STATED GOAL:
Copy out again the lines of the records beginning with the one that contains "Please segment every instance of the blue" and continuing through the end of the records, requests included, adding -38 to every coordinate in the outlines.

-- Start of ENTRIES --

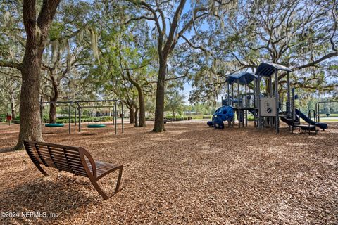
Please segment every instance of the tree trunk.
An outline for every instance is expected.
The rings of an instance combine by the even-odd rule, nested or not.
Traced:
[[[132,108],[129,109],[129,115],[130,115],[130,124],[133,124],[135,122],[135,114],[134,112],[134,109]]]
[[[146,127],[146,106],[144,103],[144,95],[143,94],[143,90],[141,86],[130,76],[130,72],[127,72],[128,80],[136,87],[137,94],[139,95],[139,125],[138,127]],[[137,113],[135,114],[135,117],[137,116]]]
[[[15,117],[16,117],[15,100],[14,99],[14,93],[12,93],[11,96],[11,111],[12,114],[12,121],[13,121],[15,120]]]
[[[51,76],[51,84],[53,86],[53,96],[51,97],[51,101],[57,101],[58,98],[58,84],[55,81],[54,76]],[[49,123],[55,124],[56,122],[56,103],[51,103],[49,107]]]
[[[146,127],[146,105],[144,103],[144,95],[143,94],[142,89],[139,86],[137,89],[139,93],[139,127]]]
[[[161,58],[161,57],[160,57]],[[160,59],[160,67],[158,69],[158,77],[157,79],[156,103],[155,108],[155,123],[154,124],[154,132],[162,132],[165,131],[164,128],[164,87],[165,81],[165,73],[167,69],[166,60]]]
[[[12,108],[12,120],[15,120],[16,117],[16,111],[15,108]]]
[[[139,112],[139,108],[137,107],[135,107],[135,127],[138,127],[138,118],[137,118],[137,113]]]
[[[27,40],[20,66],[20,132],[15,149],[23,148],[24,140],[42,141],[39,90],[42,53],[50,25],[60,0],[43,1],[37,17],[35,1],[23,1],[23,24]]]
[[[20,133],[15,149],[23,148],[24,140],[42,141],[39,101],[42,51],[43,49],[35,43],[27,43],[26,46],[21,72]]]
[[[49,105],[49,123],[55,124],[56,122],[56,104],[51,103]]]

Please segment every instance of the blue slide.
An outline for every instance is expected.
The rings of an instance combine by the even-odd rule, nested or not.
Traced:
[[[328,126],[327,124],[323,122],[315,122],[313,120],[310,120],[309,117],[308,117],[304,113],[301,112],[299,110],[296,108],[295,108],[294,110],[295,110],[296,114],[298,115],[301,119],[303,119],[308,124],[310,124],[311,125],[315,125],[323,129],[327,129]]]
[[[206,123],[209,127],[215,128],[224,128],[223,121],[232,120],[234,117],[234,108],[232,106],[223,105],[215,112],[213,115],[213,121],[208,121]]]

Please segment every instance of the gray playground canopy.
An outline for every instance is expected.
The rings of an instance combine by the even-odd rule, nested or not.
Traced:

-- End of ENTRIES --

RESULT FOR THIS TASK:
Please segment every instance of the blue slide.
An outline for every instance is expected.
The rings of an instance combine by the even-odd rule, nested or not.
Traced:
[[[290,88],[289,86],[285,84],[277,84],[275,82],[272,82],[271,79],[270,79],[266,75],[263,74],[261,72],[258,70],[257,70],[256,72],[257,72],[258,76],[260,77],[263,81],[265,81],[270,86],[272,86],[273,87],[277,87],[285,91],[289,91]]]
[[[168,85],[171,89],[177,90],[186,90],[185,83],[194,82],[196,79],[196,70],[194,68],[185,67],[177,74],[175,77],[175,83],[170,83]]]

Please segment every instance of the gray playground canopy.
An outline for every instance is expected.
The rings of an instance combine by the even-odd rule, nested or not.
Traced:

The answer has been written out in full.